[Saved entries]
- - -
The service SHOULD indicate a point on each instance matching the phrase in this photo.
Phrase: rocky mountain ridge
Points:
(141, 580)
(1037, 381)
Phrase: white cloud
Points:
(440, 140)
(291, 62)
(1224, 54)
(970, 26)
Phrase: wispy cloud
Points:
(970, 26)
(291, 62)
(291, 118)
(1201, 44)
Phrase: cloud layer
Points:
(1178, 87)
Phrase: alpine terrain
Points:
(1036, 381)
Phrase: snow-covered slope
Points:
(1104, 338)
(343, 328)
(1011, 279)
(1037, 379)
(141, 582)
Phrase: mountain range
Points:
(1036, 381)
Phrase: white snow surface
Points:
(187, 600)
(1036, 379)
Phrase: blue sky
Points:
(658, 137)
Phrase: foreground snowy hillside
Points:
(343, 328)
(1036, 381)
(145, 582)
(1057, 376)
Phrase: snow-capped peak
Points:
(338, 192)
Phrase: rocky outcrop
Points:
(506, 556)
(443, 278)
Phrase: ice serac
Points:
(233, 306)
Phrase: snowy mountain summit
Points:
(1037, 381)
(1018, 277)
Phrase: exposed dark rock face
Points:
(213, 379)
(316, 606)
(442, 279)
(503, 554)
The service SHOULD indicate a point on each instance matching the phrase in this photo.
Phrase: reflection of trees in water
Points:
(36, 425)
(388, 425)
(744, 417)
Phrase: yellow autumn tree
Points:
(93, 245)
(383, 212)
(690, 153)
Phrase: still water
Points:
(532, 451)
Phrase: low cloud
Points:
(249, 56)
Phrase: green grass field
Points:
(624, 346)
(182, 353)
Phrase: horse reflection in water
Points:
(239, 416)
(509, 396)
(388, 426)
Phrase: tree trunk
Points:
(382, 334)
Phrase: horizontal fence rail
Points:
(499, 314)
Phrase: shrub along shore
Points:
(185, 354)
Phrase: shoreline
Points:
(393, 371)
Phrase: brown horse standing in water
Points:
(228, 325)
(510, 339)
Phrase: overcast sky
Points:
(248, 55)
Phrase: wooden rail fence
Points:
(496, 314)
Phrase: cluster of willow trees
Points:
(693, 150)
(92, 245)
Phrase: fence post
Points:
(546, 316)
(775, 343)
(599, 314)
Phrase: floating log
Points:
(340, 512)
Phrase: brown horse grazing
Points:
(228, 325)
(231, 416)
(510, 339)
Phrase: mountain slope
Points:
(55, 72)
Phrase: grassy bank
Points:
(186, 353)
- - -
**WORK TO COMPLETE**
Lines from the one containing "Phrase: brown horse standing in water" through the last line of the records, restated word for word: that is the whole response.

**REPLY**
Phrase: brown horse standing in water
Points:
(228, 325)
(510, 339)
Phrase: overcast sky
Points:
(248, 55)
Phrase: wooden rail fence
Points:
(496, 314)
Phrase: cluster of willow trees
Points:
(693, 150)
(92, 245)
Phrase: fence post
Points:
(546, 316)
(775, 343)
(599, 314)
Phrase: floating log
Points:
(340, 512)
Phrase: brown horse grazing
Points:
(228, 325)
(231, 416)
(510, 339)
Phrase: mountain slope
Points:
(55, 72)
Phrase: grassy bank
Points:
(186, 353)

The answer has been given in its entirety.